**Recorded information**
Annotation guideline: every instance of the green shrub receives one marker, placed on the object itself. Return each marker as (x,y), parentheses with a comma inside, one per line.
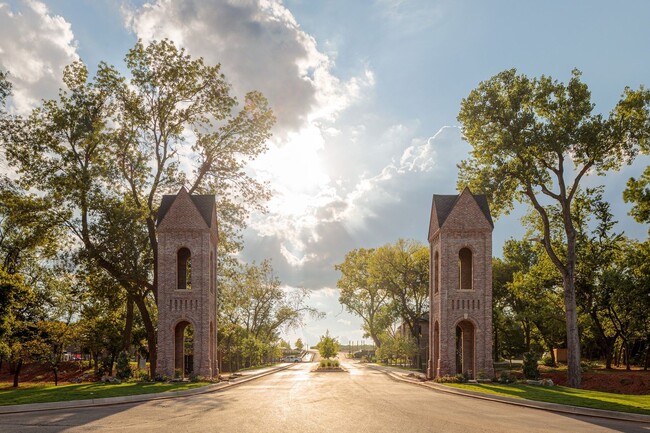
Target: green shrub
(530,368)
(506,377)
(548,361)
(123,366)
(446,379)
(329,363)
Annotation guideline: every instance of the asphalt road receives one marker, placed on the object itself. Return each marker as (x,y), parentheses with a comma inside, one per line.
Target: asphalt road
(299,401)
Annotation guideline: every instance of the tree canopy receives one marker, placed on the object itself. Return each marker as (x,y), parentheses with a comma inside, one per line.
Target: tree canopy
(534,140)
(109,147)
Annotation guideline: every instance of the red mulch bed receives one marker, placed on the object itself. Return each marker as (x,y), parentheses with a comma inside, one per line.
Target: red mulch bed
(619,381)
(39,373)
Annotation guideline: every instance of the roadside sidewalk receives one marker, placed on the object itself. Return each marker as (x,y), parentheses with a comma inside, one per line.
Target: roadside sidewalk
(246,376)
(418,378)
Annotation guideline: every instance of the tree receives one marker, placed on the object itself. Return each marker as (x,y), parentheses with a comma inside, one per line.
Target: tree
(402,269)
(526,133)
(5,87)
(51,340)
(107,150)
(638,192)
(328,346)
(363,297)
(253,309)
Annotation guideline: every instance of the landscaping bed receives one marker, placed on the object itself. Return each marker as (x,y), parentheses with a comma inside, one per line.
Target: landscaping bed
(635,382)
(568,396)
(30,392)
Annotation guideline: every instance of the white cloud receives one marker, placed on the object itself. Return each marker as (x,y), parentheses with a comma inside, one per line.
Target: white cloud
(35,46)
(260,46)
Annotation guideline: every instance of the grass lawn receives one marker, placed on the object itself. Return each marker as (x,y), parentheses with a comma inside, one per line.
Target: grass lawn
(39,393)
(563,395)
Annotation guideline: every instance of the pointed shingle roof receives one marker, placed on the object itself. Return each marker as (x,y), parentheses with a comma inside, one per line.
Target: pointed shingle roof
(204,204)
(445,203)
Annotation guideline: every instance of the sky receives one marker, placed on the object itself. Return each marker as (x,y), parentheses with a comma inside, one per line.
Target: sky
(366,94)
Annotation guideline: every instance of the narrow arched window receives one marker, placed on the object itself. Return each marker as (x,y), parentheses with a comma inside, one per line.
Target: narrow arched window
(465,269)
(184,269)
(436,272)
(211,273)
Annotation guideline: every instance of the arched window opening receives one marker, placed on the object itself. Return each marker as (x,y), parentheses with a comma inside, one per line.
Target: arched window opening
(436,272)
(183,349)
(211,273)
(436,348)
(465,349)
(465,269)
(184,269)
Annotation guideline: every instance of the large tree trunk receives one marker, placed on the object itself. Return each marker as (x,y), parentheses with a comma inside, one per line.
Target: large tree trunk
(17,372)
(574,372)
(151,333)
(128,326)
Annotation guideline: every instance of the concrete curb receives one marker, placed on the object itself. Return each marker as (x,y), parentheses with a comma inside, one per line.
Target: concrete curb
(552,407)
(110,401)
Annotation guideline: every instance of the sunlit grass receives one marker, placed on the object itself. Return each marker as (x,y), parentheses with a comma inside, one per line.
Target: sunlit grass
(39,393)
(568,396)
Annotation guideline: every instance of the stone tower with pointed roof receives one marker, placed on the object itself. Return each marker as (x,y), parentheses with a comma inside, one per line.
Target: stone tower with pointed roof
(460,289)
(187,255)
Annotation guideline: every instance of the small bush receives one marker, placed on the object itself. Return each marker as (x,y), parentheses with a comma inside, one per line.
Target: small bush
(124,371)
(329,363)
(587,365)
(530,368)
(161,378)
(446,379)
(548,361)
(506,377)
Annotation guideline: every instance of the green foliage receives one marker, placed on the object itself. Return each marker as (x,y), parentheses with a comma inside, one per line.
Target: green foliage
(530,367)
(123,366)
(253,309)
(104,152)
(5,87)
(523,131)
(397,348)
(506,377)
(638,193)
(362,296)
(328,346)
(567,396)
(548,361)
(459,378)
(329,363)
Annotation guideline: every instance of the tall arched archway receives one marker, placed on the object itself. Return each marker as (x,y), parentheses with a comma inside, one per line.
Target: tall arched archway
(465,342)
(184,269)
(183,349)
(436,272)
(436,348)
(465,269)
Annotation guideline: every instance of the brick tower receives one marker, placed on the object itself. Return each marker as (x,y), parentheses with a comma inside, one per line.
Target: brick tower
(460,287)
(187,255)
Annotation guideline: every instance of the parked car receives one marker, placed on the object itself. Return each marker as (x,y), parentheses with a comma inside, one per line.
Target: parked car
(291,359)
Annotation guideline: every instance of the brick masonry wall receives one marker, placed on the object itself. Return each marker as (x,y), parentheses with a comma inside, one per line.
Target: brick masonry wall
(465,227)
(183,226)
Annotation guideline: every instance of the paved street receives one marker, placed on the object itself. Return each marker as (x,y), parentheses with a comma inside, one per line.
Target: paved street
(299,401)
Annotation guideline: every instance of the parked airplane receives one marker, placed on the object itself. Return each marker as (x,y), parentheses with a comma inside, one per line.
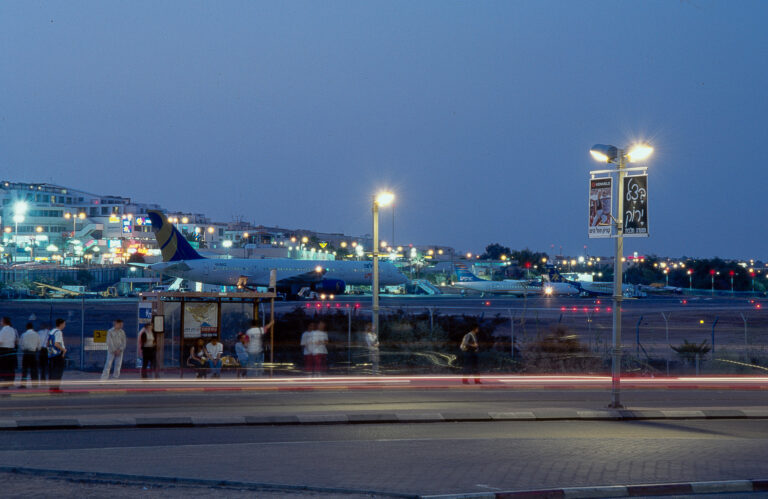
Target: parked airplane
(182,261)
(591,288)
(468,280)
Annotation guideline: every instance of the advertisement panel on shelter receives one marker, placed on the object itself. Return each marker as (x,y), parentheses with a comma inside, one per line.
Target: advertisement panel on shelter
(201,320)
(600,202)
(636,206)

--

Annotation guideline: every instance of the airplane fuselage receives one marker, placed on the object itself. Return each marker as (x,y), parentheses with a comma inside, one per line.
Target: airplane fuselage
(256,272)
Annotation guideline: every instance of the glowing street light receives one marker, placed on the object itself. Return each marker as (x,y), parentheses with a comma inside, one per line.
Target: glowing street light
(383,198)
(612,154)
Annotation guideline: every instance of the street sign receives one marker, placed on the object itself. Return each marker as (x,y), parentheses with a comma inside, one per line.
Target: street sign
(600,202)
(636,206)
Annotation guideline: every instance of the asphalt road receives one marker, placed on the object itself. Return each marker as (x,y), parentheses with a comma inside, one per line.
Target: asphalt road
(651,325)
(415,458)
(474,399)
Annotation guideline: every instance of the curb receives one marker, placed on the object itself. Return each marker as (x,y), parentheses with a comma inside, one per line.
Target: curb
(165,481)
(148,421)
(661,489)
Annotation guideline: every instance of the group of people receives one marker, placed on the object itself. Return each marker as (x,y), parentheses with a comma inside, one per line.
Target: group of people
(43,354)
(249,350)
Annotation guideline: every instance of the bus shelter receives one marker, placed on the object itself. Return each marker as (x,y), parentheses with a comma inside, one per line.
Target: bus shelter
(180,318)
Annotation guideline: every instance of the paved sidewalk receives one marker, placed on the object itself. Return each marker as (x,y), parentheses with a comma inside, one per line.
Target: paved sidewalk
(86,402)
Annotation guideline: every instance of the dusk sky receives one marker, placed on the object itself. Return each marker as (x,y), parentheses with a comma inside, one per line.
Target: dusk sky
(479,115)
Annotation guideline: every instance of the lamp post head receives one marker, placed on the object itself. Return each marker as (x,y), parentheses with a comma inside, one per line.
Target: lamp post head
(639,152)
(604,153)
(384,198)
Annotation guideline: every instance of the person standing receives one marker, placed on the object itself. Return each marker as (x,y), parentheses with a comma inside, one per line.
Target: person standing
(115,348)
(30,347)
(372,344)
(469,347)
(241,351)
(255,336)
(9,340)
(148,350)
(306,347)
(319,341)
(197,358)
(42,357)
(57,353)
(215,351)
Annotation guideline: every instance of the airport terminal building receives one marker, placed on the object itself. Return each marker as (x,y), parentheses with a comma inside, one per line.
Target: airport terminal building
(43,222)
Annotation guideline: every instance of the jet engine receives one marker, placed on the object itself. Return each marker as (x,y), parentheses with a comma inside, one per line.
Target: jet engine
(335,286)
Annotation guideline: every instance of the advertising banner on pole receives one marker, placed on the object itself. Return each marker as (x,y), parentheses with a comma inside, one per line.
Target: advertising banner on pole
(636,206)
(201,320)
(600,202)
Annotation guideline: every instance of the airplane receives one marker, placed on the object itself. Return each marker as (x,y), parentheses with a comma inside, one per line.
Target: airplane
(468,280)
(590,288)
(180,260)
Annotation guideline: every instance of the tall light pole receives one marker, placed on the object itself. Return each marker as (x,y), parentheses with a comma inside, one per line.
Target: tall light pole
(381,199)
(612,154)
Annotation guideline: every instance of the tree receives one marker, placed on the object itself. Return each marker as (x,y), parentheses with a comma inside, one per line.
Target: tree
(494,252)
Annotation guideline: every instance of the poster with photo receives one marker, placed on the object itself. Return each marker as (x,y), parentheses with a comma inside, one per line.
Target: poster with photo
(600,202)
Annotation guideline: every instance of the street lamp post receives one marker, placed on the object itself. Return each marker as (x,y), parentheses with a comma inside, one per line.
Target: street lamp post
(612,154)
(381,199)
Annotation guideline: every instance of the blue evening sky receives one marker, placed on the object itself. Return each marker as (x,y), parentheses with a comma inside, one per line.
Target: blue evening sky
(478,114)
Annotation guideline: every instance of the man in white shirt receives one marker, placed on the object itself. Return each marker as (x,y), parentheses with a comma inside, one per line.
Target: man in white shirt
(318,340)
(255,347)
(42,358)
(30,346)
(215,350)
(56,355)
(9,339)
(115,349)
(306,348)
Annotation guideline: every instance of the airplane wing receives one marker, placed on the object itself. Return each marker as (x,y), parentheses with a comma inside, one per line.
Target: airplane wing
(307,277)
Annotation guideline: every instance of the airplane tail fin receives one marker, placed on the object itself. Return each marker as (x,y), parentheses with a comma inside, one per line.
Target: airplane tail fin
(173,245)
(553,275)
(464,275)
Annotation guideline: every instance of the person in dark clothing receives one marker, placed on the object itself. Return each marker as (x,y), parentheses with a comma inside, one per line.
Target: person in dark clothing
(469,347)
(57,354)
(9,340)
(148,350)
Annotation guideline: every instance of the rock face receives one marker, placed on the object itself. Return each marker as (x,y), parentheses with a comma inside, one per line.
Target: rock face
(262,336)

**Task item**
Above is a listing; print exactly its lines from the one with "Annotation guideline: every instance of the dusk" through the one with "Annotation guideline: every instance of the airplane receives", and no other lines.

**Response to the task**
Annotation guideline: every instance of the dusk sky receives one marker, placed on the object itself. Return each marker as (x,y), parentheses with a comma inside, one per line.
Target: dusk sky
(479,115)
Annotation guideline: every instance of the lamp post head receives one marker, placed on the object itself. Return each marker as (x,y), parentheses with a comma inside, one per line.
Target: lamp post head
(639,152)
(604,153)
(384,198)
Annotation guideline: every instance of the person standing receives one marker, placed on the object itself. Return each marker as (x,y), parentheses with a comma inside, one per line.
Target: person standing
(115,348)
(30,347)
(372,344)
(469,347)
(241,351)
(255,336)
(9,340)
(148,350)
(306,347)
(319,341)
(197,358)
(42,357)
(57,353)
(215,351)
Annotation guideline: every instance of the airport terminal building receives one marker, placed on the object itself. Return each marker as (x,y), parentheses with a comma inside, one per line.
Target: airport terminal building
(43,222)
Annotation guideline: every instance of the jet engine receives one marker, placed on the object itself. Return each marker as (x,y), parentheses with a comma inside, one per line.
Target: jet engine
(335,286)
Annotation guideline: every instance of the advertising banner on pole receives one marker, placed on the object itself. Return each marker as (x,y), parentheses with a comma inside, one per line.
Target: advertising banner on pole
(636,206)
(201,320)
(600,202)
Annotation guideline: every instance of the airplane receives one marker, placed on the object itself. Return each marker as (x,y), parentheses with a comma inside, one per line.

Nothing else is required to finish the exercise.